### Consigne de travail
Répondez aux questions suivantes à partir du texte sur la RGPP.
1. De quoi relèvent la plupart des décisions ?
2. Comment Matignon est-il mentionné ?
3. Qu'est-ce qui est explicitement cité dans le rapport ?

Les décisions ressortent pour la plupart du travail normal d’un cabinet ministériel. Les remonter à un Conseil interministériel public est sans doute à la fois leur faire trop d’honneur et ne pas leur faciliter la vie. Cela oblige à se demander si le Premier ministre délègue suffisamment ses responsabilités. Si tant est qu’il en ait, car on peut noter que Matignon est mentionné comme un ministère parmi d’autres. Tant qu’à faire, pourquoi pas l’Elysée ? Qui décide de quoi dans ce gouvernement ?
La langue de bois est un peu plus pompière que d’habitude. Il y a plein de bonnes intentions, une ambition mesurée, mais une déclinaison entre Courteline et Grand Cabinet de Conseil, ce qui est proche, mais avec un style moins percutant dans le deuxième cas. Le lecteur aura remarqué qu’un Grand Cabinet est explicitement cité dans le rapport, et le rédacteur ne peut s’empêcher de se demander combien la RGPP coûtera, et si l’on n’avait pas pu arriver plus directement à un résultat pareil, en s’appuyant sur des compétences existant et une organisation plus traditionnelle.

### Données présentées
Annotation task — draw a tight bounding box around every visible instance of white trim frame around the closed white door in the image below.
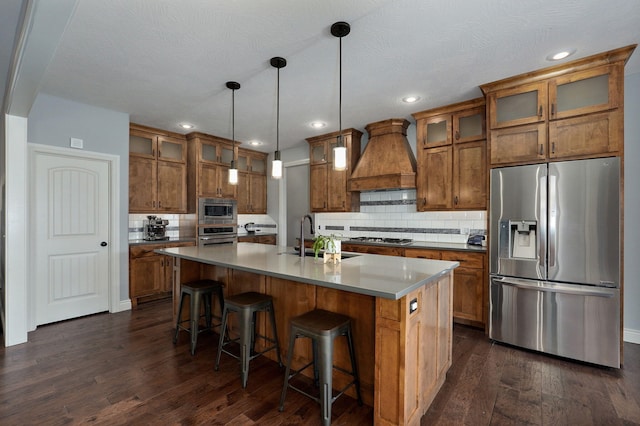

### Corrigé
1. Du travail normal d'un cabinet ministériel.
2. Comme un ministère parmi d'autres.
3. Un Grand Cabinet.